Text shown:
.....

Terry Butler wiped sweat with the back of his forearm, and placed a load of “darks” into the machine’s tub.

“It has three tanks—dark, light, and an empty tank,” said Butler, owner of City Cleaners in Pontotoc, explaining that, after the chemical mixture washes the clothes, it flows through a filter, and returns to the empty tank for reuse.

“Dry-cleaning is really a misnomer,” Butler said, as his employees buzzed around the workroom, in sweltering heat, pressing, folding, and sorting clothes. The breathy shushing of steam cut through the heat. “The clothes do get wet, but to finish them, you have to dry them thoroughly, else the smell of the chemical cleaner lingers,” Butler said.

Across the room, Shay Cunningham placed clean shirts on a plastic, torso-shaped mannequin, like dressing a child. She pushed a button, and the machine pressed the garment into razor-clean perfection.

Emma Wade took great care in folding trousers, then placed them inside a horizontal press, lowered the lid, like a waffle iron, and steam billowed from the edges as the machine ironed the pants beautifully.

Tiny Oaks placed finished orders on hangars, attached paper tickets, and hung them on a circular rack that seemed to spin perpetually clockwise.

For 22 years, Butler has worked in the heat and steam, cleaning, fluff-and-folding, and taking out stains with an artist’s passion for precision and beauty.

“It’s becoming a lost art, and it’s definitely a learned skill,” said Butler, 63, a South Carolina native, who, in a previous life, was a banker and a traveling medical supplies salesman. He started looking for a more sedentary occupation so he could spend more time with his children, and opened his shop at 289 W. Oxford St., in 1997.

Banking and medical sales didn’t exactly prepare Butler for the cleaning business, but a lot of research and good, old-fashioned hard work helped him through.

“There were some bumps in the road, but we made it,” said Butler, explaining that, shortly after he opened, a thief broke in and stole a lot of clothes.

“I’m a man of my word, so I made it right with customers whose clothes were stolen, and we pressed on,” said Butler.

In some ways, Butler said, the dry-cleaning business reflects shifts in popular culture.

.....

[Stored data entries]
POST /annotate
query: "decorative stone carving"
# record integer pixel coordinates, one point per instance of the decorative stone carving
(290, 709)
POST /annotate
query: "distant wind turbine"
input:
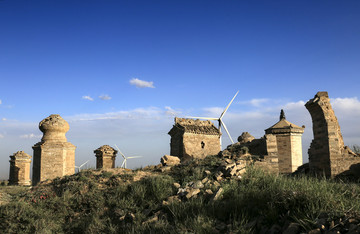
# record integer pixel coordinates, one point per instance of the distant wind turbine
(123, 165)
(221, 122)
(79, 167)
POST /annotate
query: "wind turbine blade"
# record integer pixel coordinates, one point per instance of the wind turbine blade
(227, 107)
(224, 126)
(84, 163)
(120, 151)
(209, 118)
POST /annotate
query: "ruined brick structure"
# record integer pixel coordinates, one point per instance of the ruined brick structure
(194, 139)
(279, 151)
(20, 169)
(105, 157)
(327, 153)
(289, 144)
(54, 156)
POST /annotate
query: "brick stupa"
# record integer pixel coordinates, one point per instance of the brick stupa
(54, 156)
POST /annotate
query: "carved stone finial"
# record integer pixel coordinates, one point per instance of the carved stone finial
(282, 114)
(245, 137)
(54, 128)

.....

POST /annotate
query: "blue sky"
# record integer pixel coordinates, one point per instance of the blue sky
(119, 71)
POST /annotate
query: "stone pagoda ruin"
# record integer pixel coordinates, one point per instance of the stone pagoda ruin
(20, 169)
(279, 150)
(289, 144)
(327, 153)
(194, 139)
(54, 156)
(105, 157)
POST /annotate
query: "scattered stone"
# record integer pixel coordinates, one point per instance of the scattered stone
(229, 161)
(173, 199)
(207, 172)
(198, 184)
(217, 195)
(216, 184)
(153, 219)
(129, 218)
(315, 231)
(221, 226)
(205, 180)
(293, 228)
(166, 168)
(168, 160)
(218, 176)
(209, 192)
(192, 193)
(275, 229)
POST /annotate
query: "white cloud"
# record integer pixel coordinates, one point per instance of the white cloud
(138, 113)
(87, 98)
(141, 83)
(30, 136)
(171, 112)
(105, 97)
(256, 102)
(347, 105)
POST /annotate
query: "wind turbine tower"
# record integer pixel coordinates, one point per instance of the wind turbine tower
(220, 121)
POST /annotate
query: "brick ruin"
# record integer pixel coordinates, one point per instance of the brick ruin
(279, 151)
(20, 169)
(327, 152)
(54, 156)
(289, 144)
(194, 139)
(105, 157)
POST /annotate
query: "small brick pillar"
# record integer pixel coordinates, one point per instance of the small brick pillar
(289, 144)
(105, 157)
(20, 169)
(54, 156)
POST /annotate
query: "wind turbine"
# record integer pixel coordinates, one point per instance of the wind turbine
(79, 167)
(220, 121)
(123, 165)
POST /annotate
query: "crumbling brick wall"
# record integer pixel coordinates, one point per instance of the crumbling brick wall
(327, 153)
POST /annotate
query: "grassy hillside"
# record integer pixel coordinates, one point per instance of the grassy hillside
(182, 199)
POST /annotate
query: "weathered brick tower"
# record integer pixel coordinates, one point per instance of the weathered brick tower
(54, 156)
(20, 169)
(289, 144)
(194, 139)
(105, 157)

.....

Tasks to carry out:
1/ Can you rewrite the section of the dry-cleaning story that opens with "Across the room, Shay" and closes with "precision and beauty.", swapping "clockwise" for "counterclockwise"?
2/ Could you continue the dry-cleaning story from where it stops?

Expected responses:
1/
Across the room, Shay Cunningham placed clean shirts on a plastic, torso-shaped mannequin, like dressing a child. She pushed a button, and the machine pressed the garment into razor-clean perfection.

Emma Wade took great care in folding trousers, then placed them inside a horizontal press, lowered the lid, like a waffle iron, and steam billowed from the edges as the machine ironed the pants beautifully.

Tiny Oaks placed finished orders on hangars, attached paper tickets, and hung them on a circular rack that seemed to spin perpetually counterclockwise.

For 22 years, Butler has worked in the heat and steam, cleaning, fluff-and-folding, and taking out stains with an artist’s passion for precision and beauty.

2/
“Dress codes have changed a lot,” said Butler. “Professional attire is generally less formal than it used to be, so fewer men wear expensive, button-up shirts, or suits, and women’s professional clothing has changed as well.”

One, loyal customer who still places a high premium on looking sharp, is Dr. Mark Romano, a local chiropractor.

“I wear suits every day, and my appearance is very important to me,” said Romano, a customer of 15 years. “Terry understands that. His commitment to excellence, and the passion for what he does, is remarkable. I never worry about a thing. I just drop off my clothes, let him be the consummate professional he is, and he keeps me looking fantastic.”

Butler starts his day at 6 a.m. That’s when the hulking, 30-horse-power boiler—which, by the way, appears in the 2001 military prison movie, The Last Castle, starring Robert Redford—wakes up, and starts breathing steam into all the machines in the laundry room.

Very quickly, the room gets losing-weight hot.

Butler jumps in at one of the stations, often applying the proper cleaning solution to different stains—APOG, or all-purpose, paint, oil, and grease remover; semi-wet; amonia, for blood and body fluids; Super Tan, for deodorant stains. He keeps them in squirt bottles, like table condiments. All around him, employees sort dry-cleaning from regular laundry—it’s a 60 percent-to-40-percent ratio in his business, Butler said. They clean, fold, press, and tag, as the sweat drips and clock ticks. On an average day, they process about 250 pieces of clothing.

On Mondays, Tuesdays, Thursdays, and Fridays, get Butler your clothing by 8 a.m., and he can usually have it done same-day. Wednesdays, he collects door mats at local businesses and washes them.

“We try to add a personal touch to our work,” said Butler. “We put collar supports on shirts and blouses, insert collar stays to keep the shape and integrity of shirts, put shoulder guards on suits, that sort of thing. We’re happy to do choir robes, band uniforms, most anything except furs and leather. We can send off garments for preservation, like wedding dresses.”

Customer loyalty and good-will makes the heat and the long hours worth it, Butler said.

“I’ve got a few people who come in and say, ‘Man, Terry, you keep me looking great,’ and that really carries me along more than people know,” said Butler. “I’m grateful to all our customers, and it’s a privilege to be part of the business community in such a great town.”